[Image location labeling entries]
## BEGIN
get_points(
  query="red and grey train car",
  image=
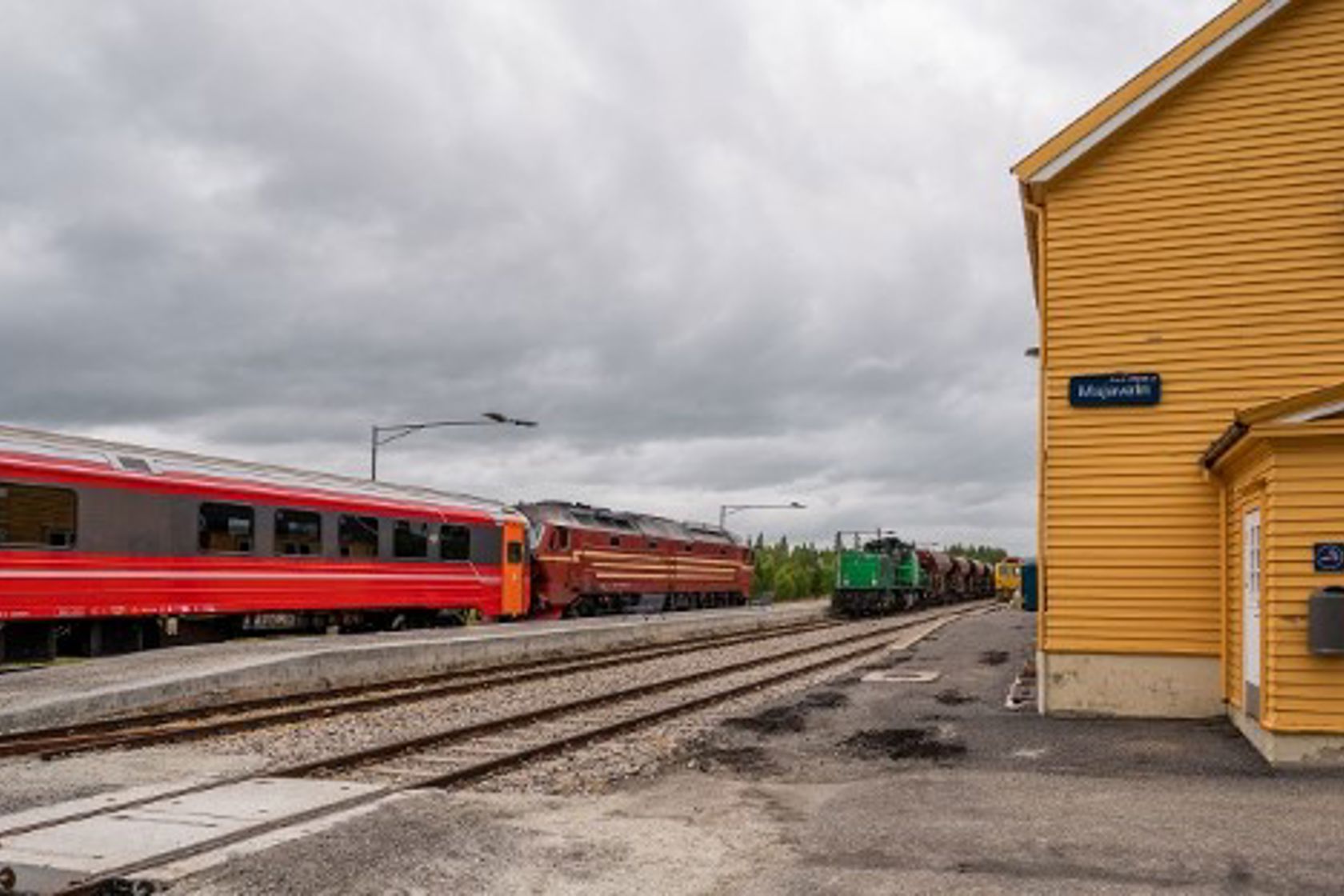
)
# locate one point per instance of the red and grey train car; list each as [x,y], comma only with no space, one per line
## END
▶ [The task]:
Rewrite all the records with "train car" changed to "railway carriage" wherever it appears, keeping everything else the same and omitting the pictures.

▶ [Answer for this exercise]:
get_points(
  query="red and grey railway carriage",
  image=
)
# locate one point per instance of the red and grey railway carriage; list each as [x,y], comma only with no space, one per line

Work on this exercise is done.